Try it => All lines with the word "target" must be pulled from the entries below.

Stored entries
☆ ☆ ☆

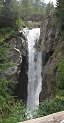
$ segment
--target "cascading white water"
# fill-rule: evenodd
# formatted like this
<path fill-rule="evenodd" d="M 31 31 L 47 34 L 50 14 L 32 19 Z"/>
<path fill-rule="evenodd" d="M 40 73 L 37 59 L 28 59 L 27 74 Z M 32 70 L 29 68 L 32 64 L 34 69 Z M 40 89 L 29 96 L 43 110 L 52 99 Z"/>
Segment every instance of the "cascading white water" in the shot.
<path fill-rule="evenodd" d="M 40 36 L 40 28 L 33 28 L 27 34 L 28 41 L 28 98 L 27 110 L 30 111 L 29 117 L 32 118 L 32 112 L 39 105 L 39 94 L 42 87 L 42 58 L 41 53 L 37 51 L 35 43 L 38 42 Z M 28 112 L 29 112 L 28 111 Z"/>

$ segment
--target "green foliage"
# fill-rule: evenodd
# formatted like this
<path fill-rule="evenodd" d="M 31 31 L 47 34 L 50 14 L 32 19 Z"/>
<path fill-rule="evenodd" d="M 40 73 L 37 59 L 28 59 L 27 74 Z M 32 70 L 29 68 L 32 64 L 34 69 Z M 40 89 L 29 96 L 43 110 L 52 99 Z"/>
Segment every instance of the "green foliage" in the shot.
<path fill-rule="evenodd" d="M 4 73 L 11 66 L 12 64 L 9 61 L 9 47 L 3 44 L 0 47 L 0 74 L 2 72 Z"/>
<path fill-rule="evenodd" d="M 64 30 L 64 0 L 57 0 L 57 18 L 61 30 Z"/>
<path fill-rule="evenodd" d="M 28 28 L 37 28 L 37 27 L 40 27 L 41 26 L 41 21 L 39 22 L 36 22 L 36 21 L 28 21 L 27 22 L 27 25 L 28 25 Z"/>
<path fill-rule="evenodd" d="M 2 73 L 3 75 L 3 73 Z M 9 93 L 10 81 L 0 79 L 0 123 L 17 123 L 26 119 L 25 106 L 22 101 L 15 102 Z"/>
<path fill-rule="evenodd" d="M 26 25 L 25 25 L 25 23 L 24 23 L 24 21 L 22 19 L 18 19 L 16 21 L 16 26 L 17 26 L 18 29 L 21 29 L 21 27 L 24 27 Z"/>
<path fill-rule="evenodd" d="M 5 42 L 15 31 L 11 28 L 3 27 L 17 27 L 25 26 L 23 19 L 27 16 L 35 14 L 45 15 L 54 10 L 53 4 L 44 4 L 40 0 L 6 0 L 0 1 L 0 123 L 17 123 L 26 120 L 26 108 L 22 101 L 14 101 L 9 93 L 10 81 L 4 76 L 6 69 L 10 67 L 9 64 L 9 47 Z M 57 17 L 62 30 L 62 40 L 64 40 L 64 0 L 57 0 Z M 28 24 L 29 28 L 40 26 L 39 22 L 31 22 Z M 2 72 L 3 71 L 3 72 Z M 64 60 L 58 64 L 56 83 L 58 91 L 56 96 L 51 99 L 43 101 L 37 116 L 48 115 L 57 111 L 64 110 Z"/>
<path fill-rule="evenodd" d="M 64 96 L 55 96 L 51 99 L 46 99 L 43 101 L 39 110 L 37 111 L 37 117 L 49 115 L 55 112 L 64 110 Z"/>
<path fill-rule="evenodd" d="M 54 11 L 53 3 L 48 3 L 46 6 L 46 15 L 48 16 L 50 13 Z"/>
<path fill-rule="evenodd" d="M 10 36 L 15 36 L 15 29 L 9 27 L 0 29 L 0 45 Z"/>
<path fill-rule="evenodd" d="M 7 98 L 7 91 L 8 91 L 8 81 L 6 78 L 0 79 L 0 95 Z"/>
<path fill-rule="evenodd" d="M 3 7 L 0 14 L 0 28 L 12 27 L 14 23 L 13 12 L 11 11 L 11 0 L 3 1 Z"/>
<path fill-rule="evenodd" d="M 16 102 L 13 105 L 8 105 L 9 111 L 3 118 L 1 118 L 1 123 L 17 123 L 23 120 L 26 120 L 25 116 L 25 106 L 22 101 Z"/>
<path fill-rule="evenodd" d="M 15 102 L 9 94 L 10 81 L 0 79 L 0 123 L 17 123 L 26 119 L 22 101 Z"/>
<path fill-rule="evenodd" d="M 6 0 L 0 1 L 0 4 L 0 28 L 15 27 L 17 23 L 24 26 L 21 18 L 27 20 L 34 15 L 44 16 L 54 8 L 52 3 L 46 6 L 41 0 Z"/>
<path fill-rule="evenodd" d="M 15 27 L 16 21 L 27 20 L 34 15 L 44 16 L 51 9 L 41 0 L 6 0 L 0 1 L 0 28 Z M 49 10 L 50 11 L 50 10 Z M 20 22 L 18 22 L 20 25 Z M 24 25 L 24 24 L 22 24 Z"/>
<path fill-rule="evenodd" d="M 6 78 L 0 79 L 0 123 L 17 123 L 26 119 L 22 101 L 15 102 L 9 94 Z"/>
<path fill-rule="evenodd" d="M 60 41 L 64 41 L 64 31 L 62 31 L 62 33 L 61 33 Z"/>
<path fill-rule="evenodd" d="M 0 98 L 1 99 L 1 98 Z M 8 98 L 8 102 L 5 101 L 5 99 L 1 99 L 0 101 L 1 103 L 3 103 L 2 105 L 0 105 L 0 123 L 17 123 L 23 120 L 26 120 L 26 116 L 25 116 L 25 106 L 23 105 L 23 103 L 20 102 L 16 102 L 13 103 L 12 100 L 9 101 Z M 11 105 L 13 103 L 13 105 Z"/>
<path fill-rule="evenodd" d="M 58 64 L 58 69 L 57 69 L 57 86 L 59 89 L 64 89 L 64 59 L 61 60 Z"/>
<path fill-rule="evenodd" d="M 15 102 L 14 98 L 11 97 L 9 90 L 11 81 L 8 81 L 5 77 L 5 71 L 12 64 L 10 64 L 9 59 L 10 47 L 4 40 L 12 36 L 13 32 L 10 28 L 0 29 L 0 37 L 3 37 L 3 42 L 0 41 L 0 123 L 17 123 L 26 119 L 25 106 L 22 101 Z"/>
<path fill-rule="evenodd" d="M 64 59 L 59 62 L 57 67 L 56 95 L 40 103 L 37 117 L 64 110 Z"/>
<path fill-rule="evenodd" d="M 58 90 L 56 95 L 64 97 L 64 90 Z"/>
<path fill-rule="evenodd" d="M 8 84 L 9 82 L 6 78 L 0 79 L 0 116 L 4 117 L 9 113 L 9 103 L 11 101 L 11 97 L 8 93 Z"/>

☆ ☆ ☆

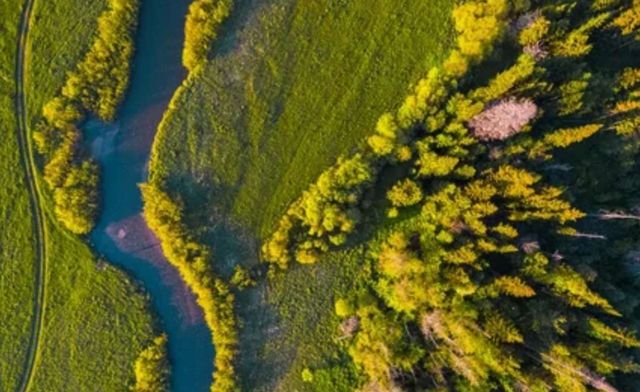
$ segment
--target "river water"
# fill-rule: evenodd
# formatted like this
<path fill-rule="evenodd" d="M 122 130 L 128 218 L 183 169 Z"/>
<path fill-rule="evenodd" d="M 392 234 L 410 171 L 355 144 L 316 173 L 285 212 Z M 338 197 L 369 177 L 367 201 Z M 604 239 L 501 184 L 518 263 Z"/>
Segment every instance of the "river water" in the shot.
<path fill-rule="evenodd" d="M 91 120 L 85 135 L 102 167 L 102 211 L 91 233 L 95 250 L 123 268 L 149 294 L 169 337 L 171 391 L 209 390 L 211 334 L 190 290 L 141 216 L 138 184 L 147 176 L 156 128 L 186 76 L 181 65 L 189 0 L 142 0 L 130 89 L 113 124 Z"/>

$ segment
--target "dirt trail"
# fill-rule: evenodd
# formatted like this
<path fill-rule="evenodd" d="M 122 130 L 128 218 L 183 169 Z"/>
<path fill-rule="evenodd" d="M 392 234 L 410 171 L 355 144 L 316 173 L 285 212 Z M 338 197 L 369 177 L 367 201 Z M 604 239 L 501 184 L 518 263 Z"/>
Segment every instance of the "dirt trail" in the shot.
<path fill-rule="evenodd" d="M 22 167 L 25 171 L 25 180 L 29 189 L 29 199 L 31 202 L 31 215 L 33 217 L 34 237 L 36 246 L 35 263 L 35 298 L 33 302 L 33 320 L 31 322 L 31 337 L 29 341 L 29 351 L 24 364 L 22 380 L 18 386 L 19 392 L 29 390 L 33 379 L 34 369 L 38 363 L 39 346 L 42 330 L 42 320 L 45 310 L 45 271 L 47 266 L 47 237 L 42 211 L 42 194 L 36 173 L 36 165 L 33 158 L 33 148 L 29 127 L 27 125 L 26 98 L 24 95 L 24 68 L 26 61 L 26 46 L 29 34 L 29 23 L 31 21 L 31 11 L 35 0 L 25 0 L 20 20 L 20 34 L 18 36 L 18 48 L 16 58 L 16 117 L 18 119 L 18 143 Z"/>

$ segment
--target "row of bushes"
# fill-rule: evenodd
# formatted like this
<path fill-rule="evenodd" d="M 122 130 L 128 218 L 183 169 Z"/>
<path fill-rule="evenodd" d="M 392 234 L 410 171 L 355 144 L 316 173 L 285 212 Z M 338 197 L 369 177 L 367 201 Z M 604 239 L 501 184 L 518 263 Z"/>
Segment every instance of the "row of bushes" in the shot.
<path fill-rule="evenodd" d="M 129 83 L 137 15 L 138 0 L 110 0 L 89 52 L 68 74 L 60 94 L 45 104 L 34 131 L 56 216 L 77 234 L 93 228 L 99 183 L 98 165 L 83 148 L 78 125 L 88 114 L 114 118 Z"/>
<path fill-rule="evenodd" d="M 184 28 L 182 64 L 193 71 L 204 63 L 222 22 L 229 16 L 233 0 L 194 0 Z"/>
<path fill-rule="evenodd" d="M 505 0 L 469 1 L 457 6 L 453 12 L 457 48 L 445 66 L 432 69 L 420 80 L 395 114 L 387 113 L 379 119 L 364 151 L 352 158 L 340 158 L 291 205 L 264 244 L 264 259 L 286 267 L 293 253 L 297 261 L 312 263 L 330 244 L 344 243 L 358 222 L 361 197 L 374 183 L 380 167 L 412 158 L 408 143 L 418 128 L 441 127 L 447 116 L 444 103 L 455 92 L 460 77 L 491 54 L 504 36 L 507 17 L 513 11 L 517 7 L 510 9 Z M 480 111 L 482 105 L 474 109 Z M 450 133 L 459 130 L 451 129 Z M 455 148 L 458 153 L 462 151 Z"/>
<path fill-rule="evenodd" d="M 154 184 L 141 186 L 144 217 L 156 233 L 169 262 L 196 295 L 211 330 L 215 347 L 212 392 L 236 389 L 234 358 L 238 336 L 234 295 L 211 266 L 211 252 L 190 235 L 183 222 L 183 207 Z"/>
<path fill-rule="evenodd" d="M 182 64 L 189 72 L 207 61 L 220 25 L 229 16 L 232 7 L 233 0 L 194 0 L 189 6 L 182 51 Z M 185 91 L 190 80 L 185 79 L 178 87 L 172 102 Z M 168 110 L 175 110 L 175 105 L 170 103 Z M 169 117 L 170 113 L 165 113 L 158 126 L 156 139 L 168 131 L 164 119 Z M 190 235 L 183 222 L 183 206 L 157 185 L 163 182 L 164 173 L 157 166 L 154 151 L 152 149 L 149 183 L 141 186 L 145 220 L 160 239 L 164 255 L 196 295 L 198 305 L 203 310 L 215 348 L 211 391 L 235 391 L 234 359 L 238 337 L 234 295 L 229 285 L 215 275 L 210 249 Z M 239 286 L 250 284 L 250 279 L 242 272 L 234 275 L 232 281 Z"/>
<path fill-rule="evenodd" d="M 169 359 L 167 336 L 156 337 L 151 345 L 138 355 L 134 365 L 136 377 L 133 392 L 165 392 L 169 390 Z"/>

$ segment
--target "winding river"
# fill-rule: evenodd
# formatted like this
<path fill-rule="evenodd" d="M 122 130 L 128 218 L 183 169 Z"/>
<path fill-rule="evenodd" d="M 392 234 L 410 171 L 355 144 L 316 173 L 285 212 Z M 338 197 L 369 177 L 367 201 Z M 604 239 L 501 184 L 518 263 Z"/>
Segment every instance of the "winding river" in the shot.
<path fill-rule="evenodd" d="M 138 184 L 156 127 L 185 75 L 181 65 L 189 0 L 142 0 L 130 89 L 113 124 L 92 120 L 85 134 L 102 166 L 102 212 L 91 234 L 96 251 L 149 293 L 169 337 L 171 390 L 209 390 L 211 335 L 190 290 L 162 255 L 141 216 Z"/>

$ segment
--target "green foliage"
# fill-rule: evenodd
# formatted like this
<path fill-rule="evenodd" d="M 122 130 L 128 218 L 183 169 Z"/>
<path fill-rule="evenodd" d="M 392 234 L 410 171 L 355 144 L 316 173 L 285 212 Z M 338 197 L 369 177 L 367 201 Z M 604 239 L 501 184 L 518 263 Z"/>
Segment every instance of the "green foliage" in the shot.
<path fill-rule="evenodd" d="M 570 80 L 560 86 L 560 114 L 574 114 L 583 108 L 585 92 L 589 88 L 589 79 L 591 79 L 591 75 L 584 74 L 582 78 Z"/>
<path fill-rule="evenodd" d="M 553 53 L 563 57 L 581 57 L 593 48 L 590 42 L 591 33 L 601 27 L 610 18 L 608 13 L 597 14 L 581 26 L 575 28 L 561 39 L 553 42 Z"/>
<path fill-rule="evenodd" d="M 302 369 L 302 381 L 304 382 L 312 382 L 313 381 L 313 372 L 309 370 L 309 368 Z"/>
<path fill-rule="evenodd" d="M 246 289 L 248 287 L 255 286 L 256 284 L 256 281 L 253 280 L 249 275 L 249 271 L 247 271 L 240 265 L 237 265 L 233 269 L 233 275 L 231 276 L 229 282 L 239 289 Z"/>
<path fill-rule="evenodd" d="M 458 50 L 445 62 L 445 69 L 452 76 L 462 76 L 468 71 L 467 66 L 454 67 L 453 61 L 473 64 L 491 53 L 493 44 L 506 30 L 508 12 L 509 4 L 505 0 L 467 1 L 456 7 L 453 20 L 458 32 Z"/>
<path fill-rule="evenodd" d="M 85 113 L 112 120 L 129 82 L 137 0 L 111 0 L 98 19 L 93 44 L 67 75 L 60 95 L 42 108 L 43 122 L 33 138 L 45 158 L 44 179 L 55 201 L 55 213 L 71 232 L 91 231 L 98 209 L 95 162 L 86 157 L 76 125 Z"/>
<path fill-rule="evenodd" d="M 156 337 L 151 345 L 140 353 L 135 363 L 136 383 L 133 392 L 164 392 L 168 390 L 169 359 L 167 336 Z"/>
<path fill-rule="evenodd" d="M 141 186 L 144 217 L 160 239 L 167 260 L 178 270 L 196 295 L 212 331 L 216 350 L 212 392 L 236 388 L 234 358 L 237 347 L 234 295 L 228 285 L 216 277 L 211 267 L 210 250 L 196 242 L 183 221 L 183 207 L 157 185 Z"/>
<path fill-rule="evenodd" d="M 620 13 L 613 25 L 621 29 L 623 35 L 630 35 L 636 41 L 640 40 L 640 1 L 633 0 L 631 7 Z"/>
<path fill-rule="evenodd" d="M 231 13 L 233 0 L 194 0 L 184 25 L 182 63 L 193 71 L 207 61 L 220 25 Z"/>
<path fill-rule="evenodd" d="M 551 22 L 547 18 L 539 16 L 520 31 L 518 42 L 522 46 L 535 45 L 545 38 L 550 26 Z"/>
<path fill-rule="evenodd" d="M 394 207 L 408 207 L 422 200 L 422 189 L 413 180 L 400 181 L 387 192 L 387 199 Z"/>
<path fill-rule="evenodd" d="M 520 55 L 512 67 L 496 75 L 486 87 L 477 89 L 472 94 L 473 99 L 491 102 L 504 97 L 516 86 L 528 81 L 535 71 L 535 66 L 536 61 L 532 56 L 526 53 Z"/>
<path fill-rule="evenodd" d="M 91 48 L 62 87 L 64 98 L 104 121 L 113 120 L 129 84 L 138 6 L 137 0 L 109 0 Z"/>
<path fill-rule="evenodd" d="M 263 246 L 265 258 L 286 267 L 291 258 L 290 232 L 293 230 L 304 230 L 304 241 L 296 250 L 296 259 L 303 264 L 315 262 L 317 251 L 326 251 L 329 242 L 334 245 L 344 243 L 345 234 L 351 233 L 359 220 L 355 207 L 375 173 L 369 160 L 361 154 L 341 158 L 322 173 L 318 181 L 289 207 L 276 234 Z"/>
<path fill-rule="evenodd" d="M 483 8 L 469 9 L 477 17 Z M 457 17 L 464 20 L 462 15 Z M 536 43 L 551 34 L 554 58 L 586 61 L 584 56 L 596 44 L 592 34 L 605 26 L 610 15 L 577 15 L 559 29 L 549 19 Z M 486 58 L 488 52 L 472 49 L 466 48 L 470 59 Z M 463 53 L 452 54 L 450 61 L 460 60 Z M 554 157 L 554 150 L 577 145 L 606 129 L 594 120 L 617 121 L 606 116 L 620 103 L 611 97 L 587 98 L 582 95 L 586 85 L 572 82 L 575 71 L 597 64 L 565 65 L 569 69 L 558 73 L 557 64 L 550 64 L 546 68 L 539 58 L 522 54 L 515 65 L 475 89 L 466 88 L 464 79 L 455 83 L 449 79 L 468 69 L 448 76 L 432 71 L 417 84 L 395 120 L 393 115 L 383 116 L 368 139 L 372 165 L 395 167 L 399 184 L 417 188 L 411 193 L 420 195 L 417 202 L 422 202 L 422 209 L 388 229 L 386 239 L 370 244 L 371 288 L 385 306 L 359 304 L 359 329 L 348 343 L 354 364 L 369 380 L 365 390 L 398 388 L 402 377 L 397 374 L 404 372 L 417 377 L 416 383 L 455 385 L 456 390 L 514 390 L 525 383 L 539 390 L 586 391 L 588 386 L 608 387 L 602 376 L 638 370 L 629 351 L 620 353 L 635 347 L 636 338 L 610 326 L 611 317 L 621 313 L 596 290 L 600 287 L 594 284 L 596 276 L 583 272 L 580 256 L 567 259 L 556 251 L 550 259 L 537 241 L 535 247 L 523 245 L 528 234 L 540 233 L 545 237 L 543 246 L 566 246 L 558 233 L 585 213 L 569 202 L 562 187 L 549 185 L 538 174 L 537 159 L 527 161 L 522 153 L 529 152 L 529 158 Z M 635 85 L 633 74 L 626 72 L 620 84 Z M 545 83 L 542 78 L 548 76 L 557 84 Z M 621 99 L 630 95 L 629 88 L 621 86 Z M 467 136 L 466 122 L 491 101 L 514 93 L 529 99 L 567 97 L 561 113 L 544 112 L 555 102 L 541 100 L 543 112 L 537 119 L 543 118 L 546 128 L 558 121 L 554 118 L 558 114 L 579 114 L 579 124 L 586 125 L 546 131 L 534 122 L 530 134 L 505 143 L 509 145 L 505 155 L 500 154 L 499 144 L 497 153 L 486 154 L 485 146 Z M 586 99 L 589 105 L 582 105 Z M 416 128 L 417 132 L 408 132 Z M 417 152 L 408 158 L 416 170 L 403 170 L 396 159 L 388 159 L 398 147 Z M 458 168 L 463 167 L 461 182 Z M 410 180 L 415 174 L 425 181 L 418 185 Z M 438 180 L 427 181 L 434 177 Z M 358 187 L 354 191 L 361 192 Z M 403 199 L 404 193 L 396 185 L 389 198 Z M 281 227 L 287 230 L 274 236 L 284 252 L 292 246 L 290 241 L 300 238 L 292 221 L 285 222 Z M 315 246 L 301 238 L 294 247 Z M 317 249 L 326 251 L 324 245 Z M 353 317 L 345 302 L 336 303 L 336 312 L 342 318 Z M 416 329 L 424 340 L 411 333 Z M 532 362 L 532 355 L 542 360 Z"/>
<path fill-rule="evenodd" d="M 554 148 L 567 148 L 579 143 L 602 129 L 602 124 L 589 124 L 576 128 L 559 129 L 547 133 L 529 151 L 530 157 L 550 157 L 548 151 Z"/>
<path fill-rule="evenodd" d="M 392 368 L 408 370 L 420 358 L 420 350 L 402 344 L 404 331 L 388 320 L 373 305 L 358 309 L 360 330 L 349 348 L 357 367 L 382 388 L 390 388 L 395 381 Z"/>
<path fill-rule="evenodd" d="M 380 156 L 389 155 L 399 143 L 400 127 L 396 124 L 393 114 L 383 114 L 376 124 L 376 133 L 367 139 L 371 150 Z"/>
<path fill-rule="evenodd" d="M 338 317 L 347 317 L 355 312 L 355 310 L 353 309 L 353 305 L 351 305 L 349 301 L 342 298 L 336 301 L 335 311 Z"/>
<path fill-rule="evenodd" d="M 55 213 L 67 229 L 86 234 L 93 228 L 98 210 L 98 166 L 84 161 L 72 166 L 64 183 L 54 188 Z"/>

☆ ☆ ☆

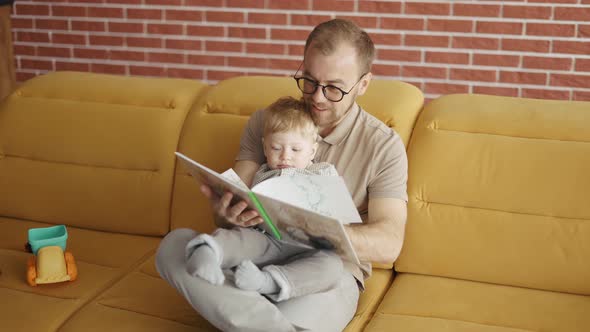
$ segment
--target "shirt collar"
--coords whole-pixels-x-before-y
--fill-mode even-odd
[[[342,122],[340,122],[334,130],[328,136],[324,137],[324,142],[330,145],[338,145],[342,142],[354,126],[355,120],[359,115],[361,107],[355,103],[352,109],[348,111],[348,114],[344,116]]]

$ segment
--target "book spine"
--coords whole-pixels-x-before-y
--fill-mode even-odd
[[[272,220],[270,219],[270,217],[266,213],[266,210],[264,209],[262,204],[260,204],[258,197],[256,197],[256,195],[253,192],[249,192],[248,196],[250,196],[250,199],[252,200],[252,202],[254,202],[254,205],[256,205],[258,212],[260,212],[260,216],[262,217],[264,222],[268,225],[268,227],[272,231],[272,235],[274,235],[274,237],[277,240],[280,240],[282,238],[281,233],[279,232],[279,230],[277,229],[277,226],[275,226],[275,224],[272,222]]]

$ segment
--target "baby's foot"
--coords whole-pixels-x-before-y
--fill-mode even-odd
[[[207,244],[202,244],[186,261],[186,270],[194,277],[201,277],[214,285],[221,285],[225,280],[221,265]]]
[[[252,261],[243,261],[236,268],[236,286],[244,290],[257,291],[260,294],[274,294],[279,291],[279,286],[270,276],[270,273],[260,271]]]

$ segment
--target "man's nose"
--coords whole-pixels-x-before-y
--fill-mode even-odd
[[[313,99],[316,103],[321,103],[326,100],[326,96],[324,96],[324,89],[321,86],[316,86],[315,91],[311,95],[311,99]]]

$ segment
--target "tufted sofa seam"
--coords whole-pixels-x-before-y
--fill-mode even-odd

☆ ☆ ☆

Written reply =>
--target "cascading white water"
--target "green foliage"
--target "river water"
--target "dirt trail"
--target "row of bushes"
--target "winding river"
--target "green foliage"
--target "shirt collar"
--target "book spine"
--target "baby's foot"
--target "man's nose"
--target "tufted sofa seam"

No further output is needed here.